# PASSAGE TO READ
*** Block opens ***

Week Ahead: What Will the Fed Do Next?
NBHM Research Team
It was another dramatic week in the financial market. Global stocks, as measured by the MSCI World Index declined by 20% while the price of gold declined by more than 6%. Meanwhile, the price of crude oil dropped by more than 30% while the CBOE volatility index jumped by more than 90%. The reason is that market participants expect a recession this year as activities in most developed countries slow. A ten-minute speech by Donald Trump backfired after he cancelled European flights to the US. Other actions by the Federal Reserve and the European Central Bank (ECB) failed to convince the market.
Gold: Gold is often viewed as a safe-haven commodity. The conventional thinking is that its price will always rise when volatility increases. This did not happen this week as the price of gold had its worst week since 2013 while volatility rose to a multi-year high. The reason for this is that investors believe that central banks have started to sell some of their gold holdings to implement rescue measures. Another thought process is that there is simply minimal demand for physical gold. In the coming week, we will be paying attention to the Federal Reserve, which is expected to release its interest rates decision on Wednesday.
S&P500: The S&P500 declined by more than 17% this week as the rout in stocks escalated. The index fell into bear territory on Thursday, which happens when an index falls by 20% from its highest point. Most companies in the S&P500 have fallen by more than 20% this year. Apple and Microsoft, which helped the index notch a 30% gain last year have declined by 19% and 18% in the past five days alone. In the coming week, wild swings in the index will likely continue as participants start pricing-in a deeper recession. In the coming week, the February manufacturing and industrial production data from China will likely move the S&P500. Weaker numbers could take the index deeper into negative territory while better-than-expected numbers will likely take it higher.

*** Block closes ***

# RECORDS SHOWN
*** Block opens ***

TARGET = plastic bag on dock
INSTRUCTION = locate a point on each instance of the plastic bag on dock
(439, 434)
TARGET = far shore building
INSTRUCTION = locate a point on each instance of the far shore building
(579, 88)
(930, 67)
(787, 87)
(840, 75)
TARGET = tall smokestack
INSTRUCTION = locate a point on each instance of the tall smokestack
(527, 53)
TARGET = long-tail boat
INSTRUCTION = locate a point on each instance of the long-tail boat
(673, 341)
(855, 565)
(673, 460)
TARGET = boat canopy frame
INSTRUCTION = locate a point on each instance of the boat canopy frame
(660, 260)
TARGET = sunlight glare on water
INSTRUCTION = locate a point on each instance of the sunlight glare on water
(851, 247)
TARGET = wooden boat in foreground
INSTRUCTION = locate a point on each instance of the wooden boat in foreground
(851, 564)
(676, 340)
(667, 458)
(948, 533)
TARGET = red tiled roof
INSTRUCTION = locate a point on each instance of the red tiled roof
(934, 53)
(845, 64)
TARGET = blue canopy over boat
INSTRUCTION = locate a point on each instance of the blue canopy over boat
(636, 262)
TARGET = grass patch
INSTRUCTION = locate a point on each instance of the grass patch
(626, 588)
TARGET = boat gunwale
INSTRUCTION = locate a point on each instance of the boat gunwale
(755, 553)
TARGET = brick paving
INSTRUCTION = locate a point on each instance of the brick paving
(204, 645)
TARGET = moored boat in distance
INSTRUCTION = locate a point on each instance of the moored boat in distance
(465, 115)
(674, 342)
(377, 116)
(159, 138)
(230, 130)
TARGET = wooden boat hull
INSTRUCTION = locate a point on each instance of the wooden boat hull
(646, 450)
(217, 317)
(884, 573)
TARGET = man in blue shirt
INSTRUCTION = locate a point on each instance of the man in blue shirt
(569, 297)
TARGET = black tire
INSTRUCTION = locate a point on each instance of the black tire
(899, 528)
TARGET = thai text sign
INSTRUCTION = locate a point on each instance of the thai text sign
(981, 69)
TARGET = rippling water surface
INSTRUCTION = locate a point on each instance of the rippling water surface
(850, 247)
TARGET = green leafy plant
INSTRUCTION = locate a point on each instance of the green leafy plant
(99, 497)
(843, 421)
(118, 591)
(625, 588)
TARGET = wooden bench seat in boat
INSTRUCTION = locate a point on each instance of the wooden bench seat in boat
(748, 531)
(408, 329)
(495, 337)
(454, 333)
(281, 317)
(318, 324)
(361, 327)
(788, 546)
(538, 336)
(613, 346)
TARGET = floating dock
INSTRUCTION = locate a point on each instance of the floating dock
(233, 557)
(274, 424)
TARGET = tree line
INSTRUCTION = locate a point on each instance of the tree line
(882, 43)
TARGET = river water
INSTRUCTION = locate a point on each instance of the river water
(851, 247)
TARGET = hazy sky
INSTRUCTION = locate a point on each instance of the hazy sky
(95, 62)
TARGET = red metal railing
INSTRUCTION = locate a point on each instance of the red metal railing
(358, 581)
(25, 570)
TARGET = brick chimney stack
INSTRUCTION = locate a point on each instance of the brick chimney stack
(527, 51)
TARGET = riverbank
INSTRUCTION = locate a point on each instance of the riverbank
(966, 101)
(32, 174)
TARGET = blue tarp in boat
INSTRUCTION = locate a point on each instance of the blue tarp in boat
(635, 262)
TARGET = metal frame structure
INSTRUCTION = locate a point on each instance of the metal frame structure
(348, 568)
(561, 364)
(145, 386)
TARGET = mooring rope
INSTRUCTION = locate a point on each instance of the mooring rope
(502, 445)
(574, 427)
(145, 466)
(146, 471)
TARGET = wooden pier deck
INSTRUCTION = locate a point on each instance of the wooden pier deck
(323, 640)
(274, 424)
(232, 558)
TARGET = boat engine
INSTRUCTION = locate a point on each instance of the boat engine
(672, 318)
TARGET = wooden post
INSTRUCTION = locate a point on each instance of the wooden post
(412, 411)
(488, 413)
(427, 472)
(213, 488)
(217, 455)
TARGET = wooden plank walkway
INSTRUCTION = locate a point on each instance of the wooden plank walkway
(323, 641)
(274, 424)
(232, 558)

*** Block closes ***

# HOW TO COMPLETE THIS TASK
Summarize the week-ahead market note above in two sentences.

# TASK OUTPUT
Markets had another dramatic week as participants expected a recession: global stocks fell 20%, gold more than 6% and crude oil more than 30%, while a speech by Donald Trump backfired and actions by the Federal Reserve and ECB failed to convince investors. Gold had its worst week since 2013 even as volatility hit a multi-year high, the S&P500 dropped more than 17% into bear territory, and the coming week's focus includes the Fed's interest rate decision and China's February manufacturing and industrial production data.